From the entries below, retype only the lines from the one with "of the distant" through the one with "of the person's", exactly as written.

§ Supplied data
'''
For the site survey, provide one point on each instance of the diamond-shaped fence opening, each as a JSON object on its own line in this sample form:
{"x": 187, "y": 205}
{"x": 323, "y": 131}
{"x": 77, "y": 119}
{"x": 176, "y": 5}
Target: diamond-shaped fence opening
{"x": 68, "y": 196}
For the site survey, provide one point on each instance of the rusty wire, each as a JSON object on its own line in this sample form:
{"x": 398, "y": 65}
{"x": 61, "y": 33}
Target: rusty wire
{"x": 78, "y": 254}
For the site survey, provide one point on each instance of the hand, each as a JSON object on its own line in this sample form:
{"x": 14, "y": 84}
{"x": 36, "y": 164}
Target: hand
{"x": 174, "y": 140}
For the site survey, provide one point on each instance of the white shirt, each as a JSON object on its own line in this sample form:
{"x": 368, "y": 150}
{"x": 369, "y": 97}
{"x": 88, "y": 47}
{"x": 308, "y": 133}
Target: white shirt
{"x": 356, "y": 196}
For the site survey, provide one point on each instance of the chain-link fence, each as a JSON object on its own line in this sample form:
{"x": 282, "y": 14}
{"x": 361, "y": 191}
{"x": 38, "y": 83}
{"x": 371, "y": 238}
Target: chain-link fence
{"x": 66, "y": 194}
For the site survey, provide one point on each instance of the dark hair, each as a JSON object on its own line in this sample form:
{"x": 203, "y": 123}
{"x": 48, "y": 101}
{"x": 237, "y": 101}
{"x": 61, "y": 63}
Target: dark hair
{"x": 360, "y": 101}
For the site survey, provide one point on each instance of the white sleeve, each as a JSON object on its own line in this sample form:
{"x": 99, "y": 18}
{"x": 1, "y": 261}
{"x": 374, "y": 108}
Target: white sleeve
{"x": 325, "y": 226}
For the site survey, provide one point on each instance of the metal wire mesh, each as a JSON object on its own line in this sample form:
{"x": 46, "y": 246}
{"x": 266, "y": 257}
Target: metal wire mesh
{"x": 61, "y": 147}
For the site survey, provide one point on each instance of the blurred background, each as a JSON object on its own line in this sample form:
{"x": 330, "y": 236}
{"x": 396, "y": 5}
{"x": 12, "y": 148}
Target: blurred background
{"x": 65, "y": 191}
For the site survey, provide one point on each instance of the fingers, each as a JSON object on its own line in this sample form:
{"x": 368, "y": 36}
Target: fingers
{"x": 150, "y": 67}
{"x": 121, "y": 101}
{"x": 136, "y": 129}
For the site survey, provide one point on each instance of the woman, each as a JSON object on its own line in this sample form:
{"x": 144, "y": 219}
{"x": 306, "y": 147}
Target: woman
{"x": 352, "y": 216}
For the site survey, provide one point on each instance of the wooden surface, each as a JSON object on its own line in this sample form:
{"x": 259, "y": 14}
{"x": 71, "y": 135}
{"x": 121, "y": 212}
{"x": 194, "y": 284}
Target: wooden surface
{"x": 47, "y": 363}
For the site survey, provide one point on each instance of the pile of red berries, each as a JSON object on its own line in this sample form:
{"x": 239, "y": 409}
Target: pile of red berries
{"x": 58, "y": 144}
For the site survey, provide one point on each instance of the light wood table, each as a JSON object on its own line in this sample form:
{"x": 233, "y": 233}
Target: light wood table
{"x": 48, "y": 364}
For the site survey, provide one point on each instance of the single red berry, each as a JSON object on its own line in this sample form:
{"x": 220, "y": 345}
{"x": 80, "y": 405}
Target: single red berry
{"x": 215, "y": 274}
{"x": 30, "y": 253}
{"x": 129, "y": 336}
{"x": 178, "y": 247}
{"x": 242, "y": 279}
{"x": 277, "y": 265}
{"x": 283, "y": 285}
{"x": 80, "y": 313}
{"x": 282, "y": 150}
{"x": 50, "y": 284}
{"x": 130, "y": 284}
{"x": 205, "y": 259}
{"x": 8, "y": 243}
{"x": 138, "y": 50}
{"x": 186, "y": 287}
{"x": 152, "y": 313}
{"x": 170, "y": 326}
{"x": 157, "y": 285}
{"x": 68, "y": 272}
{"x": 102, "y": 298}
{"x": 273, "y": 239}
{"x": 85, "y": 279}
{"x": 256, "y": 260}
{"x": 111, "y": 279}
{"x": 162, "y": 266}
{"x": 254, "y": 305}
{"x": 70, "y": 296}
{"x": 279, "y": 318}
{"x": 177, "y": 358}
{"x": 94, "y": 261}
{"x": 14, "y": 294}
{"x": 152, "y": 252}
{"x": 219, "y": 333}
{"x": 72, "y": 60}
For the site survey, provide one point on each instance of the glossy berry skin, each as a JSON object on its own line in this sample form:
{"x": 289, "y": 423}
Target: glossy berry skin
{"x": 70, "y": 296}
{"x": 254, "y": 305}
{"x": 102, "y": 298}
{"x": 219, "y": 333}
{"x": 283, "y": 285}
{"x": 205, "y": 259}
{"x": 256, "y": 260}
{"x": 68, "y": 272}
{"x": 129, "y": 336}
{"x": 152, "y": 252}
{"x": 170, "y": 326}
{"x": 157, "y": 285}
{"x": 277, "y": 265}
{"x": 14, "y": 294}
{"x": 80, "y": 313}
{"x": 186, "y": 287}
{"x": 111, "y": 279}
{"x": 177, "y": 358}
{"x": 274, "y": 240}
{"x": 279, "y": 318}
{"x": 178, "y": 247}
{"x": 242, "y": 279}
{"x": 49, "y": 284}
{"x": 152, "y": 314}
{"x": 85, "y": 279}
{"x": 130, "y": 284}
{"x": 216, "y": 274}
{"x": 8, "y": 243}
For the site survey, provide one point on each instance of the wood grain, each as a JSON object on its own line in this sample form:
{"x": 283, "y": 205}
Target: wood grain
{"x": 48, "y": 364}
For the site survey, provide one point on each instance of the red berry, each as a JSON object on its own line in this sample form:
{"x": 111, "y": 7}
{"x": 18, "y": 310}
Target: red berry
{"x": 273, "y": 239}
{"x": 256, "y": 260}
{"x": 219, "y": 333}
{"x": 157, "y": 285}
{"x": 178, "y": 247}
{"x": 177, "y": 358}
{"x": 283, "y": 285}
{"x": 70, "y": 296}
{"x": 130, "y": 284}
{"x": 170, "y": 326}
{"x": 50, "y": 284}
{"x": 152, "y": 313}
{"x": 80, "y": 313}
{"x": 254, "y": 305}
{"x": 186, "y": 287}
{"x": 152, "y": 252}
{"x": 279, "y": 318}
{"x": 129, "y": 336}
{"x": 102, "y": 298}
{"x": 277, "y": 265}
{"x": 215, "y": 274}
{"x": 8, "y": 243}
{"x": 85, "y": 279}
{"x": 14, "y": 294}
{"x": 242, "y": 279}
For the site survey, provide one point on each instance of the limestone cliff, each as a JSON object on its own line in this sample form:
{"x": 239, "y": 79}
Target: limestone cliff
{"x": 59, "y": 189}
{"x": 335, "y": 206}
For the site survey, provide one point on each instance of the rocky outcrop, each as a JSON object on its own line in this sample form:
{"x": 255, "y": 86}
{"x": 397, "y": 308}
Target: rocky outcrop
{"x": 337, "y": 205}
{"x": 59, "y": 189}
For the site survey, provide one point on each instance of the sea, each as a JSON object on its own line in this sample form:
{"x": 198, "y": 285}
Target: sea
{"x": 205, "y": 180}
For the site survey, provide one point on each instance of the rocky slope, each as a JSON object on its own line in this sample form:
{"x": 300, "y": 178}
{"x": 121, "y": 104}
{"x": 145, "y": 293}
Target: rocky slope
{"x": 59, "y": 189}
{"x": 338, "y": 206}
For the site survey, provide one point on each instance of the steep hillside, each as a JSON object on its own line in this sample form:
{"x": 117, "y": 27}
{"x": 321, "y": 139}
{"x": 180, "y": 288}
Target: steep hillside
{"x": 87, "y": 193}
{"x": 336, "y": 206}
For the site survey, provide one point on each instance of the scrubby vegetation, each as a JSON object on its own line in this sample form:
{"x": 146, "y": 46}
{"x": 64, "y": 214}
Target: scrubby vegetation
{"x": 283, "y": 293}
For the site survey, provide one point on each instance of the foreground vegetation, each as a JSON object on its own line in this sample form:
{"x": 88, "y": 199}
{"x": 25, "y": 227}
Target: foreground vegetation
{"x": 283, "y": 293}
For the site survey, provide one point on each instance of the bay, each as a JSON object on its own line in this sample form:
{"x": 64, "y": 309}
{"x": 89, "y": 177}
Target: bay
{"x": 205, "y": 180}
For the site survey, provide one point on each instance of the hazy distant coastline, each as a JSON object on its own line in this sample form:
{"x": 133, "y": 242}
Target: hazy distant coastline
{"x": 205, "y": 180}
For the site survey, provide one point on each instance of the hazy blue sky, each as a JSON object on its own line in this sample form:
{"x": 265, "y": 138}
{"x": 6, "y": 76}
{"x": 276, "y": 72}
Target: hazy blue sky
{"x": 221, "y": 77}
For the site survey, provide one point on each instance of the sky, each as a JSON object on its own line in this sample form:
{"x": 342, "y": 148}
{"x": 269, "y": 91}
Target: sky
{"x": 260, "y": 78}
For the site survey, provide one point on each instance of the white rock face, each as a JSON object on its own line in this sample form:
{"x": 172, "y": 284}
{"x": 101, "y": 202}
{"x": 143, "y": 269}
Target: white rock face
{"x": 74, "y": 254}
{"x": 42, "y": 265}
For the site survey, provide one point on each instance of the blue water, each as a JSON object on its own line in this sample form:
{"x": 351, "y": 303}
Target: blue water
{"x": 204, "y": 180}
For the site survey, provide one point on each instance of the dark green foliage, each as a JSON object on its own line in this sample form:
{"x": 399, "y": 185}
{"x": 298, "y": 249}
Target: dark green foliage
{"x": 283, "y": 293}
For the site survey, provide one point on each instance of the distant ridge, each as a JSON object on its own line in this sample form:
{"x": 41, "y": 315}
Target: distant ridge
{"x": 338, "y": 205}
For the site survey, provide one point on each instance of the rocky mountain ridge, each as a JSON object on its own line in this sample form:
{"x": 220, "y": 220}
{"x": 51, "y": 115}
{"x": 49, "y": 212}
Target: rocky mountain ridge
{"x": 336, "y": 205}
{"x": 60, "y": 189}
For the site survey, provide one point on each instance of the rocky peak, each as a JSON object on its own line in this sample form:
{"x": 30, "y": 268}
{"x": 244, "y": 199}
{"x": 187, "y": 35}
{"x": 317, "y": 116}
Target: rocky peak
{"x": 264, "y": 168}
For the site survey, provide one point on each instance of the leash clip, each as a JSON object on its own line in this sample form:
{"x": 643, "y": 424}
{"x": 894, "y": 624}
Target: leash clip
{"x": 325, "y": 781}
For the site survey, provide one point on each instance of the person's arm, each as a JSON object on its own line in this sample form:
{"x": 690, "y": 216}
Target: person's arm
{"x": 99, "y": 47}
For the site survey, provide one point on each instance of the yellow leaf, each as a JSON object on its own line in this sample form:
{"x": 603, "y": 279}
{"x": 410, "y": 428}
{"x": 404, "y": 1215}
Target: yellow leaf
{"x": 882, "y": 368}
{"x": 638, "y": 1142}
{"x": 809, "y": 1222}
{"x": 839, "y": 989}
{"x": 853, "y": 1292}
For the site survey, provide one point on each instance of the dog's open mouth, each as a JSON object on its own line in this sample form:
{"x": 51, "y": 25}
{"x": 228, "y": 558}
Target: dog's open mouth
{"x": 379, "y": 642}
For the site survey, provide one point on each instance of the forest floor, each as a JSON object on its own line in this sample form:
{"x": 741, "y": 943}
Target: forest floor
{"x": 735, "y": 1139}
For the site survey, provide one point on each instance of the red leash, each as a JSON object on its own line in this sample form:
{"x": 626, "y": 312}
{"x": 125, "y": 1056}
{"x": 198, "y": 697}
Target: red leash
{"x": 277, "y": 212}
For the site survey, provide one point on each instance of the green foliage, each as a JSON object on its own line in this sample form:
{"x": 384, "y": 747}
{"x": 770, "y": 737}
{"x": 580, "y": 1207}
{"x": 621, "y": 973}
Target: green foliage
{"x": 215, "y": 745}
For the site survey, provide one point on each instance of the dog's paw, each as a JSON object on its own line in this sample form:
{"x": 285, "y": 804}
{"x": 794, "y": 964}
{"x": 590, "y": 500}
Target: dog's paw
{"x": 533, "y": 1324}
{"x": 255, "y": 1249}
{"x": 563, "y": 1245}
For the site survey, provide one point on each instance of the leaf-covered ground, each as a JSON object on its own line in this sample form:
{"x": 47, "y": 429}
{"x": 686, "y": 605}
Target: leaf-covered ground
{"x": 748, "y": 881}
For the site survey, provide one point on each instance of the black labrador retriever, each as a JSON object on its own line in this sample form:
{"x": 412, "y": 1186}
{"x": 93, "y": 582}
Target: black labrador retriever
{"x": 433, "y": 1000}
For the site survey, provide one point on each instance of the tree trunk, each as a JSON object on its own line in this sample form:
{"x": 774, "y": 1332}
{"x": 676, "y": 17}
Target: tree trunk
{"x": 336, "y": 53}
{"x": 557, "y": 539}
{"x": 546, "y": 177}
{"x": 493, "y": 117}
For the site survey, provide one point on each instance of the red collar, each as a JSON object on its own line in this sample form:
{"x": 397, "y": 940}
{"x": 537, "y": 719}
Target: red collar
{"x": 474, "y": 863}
'''
§ Expected output
For the site survey, provide one point on each instance of the distant ridge, each as a JSON object on its own line in this sample form:
{"x": 41, "y": 315}
Target: distant ridge
{"x": 338, "y": 205}
For the site survey, provide one point on each instance of the rocky mountain ridge, each as a JSON object on its own line in this sample form:
{"x": 220, "y": 220}
{"x": 51, "y": 115}
{"x": 49, "y": 212}
Target: rocky mountain ridge
{"x": 336, "y": 205}
{"x": 60, "y": 189}
For the site survey, provide one point on each instance of the rocky peak, each as a JSON object on its own line in this sample form:
{"x": 30, "y": 268}
{"x": 244, "y": 199}
{"x": 187, "y": 35}
{"x": 317, "y": 116}
Target: rocky peak
{"x": 264, "y": 168}
For the site survey, provide one point on each instance of the leash clip, each as a JSON object on its own line in this sample form:
{"x": 643, "y": 424}
{"x": 894, "y": 624}
Target: leash clip
{"x": 325, "y": 781}
For the site survey, provide one point on each instance of the person's arm, each as a JSON object on its own line in this sample form:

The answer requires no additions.